[SOURCE DATA]
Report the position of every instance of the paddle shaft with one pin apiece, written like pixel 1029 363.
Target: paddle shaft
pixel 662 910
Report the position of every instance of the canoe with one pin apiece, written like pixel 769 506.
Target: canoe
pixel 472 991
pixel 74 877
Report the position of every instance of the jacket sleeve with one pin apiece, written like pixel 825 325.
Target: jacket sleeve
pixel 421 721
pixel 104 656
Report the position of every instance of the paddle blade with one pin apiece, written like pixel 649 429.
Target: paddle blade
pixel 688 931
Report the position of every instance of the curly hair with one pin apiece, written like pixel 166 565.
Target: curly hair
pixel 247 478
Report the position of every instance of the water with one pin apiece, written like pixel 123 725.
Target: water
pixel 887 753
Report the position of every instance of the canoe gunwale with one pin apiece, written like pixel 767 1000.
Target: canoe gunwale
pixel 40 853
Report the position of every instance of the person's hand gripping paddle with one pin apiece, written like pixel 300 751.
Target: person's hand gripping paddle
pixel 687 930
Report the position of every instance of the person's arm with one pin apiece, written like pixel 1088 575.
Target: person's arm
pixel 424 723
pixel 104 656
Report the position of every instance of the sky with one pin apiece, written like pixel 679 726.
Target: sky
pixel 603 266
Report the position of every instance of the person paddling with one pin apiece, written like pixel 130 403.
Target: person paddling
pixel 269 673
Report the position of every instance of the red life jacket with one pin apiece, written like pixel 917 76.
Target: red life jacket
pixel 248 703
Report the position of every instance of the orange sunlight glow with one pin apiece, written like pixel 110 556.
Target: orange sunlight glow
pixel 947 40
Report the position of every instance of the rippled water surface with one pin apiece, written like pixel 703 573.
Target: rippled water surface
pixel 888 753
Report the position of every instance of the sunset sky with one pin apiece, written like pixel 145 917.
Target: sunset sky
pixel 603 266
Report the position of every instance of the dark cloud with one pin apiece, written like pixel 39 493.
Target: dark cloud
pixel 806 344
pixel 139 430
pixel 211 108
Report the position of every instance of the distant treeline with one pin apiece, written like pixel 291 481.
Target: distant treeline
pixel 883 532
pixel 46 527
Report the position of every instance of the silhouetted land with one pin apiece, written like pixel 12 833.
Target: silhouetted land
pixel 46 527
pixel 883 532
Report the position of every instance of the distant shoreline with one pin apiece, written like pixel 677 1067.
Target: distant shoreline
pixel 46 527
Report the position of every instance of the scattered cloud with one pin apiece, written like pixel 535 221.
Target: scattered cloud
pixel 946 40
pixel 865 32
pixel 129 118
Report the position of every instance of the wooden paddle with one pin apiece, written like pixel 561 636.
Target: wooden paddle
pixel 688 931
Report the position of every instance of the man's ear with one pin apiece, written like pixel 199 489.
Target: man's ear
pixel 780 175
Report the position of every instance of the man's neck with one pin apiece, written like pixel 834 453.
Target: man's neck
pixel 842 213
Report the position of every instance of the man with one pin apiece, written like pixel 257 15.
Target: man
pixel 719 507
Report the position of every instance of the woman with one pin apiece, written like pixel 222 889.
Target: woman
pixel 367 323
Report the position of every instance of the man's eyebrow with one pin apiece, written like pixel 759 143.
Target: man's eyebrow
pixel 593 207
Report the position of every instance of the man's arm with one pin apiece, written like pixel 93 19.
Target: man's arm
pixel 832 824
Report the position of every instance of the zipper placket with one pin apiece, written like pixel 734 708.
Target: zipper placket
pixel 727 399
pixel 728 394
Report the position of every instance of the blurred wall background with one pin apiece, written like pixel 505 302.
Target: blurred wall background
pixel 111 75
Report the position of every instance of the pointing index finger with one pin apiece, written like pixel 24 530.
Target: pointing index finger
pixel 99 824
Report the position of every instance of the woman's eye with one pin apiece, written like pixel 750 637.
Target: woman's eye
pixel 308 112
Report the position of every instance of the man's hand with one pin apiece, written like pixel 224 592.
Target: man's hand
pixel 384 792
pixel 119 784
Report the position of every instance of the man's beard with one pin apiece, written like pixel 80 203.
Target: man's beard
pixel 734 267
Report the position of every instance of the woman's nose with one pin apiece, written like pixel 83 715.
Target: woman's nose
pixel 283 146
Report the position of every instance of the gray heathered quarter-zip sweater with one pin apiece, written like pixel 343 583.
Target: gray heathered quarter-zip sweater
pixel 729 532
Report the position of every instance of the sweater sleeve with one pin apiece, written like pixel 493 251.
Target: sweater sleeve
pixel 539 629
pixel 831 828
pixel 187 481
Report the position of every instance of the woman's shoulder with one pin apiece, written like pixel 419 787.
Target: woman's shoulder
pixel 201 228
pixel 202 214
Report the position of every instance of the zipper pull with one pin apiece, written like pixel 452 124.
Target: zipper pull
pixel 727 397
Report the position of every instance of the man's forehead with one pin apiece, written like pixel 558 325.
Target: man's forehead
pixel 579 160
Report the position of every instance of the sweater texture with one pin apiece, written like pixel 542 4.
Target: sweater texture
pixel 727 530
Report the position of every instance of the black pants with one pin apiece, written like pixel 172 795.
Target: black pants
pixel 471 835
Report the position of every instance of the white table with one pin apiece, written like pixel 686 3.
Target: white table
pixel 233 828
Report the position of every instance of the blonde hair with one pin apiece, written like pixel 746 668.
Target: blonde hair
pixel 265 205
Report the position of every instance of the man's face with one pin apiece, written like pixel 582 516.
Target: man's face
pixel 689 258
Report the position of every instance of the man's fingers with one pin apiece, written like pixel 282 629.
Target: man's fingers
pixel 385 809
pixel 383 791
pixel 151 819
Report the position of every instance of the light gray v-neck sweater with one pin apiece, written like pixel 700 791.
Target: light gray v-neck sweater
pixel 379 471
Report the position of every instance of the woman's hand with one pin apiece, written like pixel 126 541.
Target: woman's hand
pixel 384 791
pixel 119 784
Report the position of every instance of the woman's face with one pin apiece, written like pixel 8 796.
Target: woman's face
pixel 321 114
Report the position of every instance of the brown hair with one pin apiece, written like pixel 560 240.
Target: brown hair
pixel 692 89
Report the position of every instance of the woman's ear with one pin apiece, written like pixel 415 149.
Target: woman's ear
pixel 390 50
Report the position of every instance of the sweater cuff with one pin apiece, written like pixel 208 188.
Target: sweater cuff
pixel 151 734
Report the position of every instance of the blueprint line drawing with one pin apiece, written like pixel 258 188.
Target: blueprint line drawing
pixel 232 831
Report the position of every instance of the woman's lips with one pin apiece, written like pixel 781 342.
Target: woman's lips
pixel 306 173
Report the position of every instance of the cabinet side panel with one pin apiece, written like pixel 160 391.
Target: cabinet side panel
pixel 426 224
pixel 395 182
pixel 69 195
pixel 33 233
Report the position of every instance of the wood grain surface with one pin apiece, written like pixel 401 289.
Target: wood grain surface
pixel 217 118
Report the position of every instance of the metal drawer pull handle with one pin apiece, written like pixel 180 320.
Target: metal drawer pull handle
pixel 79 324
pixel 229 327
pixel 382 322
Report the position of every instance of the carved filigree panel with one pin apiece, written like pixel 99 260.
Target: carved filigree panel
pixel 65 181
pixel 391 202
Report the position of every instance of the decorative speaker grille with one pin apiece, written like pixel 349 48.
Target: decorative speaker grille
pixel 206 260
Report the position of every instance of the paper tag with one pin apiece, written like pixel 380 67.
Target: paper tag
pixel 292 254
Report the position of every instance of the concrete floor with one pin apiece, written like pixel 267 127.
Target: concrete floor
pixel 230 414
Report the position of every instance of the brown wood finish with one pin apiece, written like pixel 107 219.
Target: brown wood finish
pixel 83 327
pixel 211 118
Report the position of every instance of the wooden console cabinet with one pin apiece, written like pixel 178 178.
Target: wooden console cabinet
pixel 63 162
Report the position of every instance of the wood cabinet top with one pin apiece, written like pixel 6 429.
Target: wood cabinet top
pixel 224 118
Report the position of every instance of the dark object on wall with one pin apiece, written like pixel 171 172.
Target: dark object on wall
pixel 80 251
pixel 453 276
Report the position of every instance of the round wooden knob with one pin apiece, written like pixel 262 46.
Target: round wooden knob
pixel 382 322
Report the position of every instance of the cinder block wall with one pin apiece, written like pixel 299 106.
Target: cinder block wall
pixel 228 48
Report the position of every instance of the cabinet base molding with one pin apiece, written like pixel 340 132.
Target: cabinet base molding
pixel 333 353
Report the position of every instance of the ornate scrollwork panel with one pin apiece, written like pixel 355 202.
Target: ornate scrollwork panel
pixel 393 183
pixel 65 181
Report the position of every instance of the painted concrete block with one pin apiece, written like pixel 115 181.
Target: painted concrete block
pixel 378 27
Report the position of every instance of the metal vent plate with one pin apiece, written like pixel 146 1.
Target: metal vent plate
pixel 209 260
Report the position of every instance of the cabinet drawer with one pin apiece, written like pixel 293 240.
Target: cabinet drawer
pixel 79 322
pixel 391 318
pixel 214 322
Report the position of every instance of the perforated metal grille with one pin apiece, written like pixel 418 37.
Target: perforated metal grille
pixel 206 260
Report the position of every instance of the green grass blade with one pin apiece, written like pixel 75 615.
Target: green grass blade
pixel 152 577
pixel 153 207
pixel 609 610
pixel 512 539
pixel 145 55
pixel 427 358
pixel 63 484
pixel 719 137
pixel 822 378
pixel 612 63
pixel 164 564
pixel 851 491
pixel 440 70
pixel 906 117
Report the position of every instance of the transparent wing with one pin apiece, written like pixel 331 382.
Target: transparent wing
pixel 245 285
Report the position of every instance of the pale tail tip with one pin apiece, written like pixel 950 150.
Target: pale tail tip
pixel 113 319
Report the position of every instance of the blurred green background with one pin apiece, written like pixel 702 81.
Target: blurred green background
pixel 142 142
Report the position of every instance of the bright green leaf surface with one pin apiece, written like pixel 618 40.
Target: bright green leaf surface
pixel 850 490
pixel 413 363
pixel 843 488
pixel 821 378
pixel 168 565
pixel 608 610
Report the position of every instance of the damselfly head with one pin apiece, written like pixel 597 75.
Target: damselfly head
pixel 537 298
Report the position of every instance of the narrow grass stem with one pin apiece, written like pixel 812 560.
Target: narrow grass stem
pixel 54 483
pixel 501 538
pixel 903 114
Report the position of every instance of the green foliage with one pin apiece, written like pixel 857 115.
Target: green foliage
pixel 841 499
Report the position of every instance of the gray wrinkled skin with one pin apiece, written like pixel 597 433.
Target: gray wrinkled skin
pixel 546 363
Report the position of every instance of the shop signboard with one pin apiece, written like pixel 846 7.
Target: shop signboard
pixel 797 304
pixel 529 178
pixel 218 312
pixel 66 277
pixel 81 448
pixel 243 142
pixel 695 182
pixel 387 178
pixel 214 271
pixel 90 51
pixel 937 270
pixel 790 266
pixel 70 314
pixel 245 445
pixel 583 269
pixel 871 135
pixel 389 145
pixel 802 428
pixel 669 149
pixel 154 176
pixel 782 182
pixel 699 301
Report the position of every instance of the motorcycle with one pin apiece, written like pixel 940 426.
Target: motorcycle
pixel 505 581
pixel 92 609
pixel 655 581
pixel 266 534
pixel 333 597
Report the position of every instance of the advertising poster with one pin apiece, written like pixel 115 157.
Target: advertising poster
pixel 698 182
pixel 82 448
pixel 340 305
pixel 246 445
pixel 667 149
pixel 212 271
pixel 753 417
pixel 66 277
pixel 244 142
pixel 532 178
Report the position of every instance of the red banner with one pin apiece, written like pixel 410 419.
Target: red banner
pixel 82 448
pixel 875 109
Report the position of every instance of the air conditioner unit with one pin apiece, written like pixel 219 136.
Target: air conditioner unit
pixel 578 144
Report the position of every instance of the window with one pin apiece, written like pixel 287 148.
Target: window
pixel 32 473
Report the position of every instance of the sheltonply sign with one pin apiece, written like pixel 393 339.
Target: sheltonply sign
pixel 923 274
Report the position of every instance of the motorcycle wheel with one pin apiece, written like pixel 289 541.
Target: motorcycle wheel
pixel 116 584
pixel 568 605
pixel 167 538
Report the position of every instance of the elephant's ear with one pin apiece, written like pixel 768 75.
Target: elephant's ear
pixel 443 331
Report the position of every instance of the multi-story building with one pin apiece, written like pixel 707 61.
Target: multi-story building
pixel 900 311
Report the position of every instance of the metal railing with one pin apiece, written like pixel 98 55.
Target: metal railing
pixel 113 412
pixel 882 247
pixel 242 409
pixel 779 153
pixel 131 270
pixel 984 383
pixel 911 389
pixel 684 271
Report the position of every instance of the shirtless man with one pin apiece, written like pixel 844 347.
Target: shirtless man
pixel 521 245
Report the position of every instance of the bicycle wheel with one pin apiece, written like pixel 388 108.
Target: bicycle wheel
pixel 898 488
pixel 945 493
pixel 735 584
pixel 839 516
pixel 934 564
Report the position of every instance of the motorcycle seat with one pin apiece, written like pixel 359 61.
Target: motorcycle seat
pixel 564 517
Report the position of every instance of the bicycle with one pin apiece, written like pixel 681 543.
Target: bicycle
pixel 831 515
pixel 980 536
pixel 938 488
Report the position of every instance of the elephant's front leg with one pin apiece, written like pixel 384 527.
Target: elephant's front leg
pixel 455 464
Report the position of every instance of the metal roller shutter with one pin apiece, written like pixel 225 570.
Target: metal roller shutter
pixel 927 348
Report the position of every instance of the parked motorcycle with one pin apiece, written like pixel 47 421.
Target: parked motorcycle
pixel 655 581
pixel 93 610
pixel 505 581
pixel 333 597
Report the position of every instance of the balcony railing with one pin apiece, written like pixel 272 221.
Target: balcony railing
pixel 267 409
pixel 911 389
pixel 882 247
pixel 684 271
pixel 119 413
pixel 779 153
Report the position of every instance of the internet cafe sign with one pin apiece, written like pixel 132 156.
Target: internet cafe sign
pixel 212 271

[DESCRIPTION OF THE TASK] Output the material above exactly, but only from the line that carries "Report the position of every instance of the advertising" through the line that carries "Report the position of every instance of the sheltonply".

[WORKED SOLUTION]
Report the position of every instance of the advertising poster with one pin apiece, written like pixel 115 157.
Target: advertising poster
pixel 698 182
pixel 82 448
pixel 340 305
pixel 246 445
pixel 667 149
pixel 212 271
pixel 753 417
pixel 66 277
pixel 244 142
pixel 532 178
Report the position of every instance of the red banner with one pin apiece, written like pixel 410 419.
Target: red banner
pixel 82 448
pixel 875 109
Report the position of every instance of the air conditioner unit with one pin apiece, written like pixel 219 136.
Target: air conditioner unit
pixel 578 144
Report the position of every instance of the window with one pin apiece, written like pixel 287 148.
Target: window
pixel 32 473
Report the position of every instance of the sheltonply sign with one pin apiece, written like pixel 393 339.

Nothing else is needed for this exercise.